For this exercise, print all of the data exactly as given.

GIVEN RECORDS Block Start

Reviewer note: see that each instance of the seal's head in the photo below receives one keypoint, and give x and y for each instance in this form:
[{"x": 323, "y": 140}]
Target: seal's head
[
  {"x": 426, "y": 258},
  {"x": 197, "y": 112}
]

GIVEN RECORDS Block End

*RESULT*
Reviewer note: see that each instance of the seal's head in the photo below receives one keypoint, and give x and y for each instance in this form:
[{"x": 323, "y": 140}]
Target: seal's head
[
  {"x": 426, "y": 258},
  {"x": 197, "y": 112}
]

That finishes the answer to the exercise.